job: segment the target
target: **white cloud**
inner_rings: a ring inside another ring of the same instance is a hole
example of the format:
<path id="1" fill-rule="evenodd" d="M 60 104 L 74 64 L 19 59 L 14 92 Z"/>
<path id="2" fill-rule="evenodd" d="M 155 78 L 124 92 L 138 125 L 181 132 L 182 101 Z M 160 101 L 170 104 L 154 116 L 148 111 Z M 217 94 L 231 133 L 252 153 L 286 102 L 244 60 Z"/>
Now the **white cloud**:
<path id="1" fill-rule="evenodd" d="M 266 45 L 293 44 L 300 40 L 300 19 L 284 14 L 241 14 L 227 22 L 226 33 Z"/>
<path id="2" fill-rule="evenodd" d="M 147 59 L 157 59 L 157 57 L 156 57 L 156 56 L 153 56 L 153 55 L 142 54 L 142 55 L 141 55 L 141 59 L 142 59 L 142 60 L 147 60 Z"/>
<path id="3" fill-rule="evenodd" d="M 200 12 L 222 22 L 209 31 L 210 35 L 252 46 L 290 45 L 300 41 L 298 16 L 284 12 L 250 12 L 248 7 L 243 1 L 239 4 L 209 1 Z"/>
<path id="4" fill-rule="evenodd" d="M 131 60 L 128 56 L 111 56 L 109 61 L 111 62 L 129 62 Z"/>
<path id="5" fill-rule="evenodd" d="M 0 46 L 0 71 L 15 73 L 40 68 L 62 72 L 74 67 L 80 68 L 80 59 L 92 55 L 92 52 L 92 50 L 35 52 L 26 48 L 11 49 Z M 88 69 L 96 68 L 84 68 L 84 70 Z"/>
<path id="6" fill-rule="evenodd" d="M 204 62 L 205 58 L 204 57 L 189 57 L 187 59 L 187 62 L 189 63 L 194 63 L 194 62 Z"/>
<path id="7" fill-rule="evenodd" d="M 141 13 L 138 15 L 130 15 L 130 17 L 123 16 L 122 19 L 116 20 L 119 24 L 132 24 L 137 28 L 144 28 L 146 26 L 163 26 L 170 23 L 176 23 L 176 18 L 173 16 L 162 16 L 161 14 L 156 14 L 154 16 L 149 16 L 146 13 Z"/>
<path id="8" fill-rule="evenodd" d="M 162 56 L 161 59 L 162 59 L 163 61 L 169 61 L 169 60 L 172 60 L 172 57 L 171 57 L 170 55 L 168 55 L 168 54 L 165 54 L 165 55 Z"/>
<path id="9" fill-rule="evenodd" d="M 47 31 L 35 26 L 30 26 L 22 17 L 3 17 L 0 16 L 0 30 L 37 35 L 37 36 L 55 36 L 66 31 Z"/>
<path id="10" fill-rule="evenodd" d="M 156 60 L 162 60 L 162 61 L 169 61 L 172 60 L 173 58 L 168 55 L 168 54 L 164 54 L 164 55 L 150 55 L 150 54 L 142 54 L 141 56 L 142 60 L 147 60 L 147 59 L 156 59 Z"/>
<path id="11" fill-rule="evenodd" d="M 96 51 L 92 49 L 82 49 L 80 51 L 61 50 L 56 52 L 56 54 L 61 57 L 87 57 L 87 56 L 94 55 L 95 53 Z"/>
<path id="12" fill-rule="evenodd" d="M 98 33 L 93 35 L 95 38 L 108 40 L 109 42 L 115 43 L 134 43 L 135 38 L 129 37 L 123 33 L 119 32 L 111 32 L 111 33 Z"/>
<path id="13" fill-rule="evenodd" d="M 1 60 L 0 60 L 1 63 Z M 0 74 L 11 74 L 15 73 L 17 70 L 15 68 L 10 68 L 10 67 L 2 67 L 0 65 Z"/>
◆ ◆ ◆
Scan the material for the word "target". Return every line where it is found.

job: segment the target
target: **white cloud**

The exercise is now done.